Given passage below:

If you were paying close attention, you may have noticed that yesterday Congress, which is supposed to be locked in partisan gridlock that has paralyzed it, managed in a bipartisan manner to pass quite easily and with little fanfare major free-trade agreements with Panama, Colombia, and South Korea. The House passed the South Korea agreement by a vote of 278 to 151, Panama by 300 to 129 and Colombia by 262-167. In the Senate, the South Korean plan passed by a vote of 83 to 15, Panama by 77 to 22 and Colombia by 66 to 33.

Whether one thinks such agreements are good for everyone or not, the oligarchy definitely favors them because anything that enables them to move goods, money, and manufacturing capacity more easily and cheaply across borders enables them to make more money.

These agreements had been negotiated by George W. Bush but had stalled in Congress because of opposition from the labor movement that they would cost jobs here. This time they passed easily, thanks to the support of president Obama, which illustrates once again that the oligarchy can sometimes get more of what it wants under a Democratic administration than under a Republican one. It also illustrates once again how noisy partisan gridlock only comes into play when it comes to doing things that benefit ordinary people, and miraculously melts away when the oligarchy’s interests are involved.

End of Given passage.
Dataset records below:

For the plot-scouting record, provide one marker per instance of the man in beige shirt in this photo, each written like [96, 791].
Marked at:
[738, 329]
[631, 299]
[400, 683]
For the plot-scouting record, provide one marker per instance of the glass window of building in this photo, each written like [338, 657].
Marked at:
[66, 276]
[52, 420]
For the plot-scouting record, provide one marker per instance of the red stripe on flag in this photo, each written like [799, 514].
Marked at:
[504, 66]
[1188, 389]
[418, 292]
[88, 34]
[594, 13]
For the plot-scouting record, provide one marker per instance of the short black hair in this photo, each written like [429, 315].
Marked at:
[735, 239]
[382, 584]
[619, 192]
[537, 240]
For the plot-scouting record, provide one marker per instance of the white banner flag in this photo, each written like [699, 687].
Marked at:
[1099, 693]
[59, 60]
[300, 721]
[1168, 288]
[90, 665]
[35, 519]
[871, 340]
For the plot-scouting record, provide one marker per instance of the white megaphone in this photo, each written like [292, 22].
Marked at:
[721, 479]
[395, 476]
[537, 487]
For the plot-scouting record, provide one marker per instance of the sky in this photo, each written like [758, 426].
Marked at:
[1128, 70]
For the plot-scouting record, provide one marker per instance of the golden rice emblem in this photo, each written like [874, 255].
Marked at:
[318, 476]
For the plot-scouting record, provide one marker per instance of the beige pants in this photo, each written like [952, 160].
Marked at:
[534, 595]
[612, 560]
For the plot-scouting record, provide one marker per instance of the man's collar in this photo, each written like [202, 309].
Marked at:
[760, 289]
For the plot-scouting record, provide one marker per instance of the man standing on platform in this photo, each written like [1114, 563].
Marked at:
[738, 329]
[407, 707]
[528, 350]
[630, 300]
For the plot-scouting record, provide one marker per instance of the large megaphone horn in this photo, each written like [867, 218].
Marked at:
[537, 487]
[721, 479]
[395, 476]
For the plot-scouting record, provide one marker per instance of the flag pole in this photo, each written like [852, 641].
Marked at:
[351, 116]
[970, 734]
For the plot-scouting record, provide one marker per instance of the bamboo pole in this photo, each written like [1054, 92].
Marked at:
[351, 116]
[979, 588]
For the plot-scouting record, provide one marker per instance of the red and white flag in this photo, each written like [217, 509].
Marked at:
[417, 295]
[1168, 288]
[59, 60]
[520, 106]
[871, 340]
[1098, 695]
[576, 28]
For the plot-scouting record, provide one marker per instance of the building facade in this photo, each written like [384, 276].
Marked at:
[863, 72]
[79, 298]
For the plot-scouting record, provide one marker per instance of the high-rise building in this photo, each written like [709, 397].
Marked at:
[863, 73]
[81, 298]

End of Dataset records.

● About this task
Set down the entire passage above about the free-trade agreements with Panama, Colombia, and South Korea, word for word.

● Your response
If you were paying close attention, you may have noticed that yesterday Congress, which is supposed to be locked in partisan gridlock that has paralyzed it, managed in a bipartisan manner to pass quite easily and with little fanfare major free-trade agreements with Panama, Colombia, and South Korea. The House passed the South Korea agreement by a vote of 278 to 151, Panama by 300 to 129 and Colombia by 262-167. In the Senate, the South Korean plan passed by a vote of 83 to 15, Panama by 77 to 22 and Colombia by 66 to 33.

Whether one thinks such agreements are good for everyone or not, the oligarchy definitely favors them because anything that enables them to move goods, money, and manufacturing capacity more easily and cheaply across borders enables them to make more money.

These agreements had been negotiated by George W. Bush but had stalled in Congress because of opposition from the labor movement that they would cost jobs here. This time they passed easily, thanks to the support of president Obama, which illustrates once again that the oligarchy can sometimes get more of what it wants under a Democratic administration than under a Republican one. It also illustrates once again how noisy partisan gridlock only comes into play when it comes to doing things that benefit ordinary people, and miraculously melts away when the oligarchy’s interests are involved.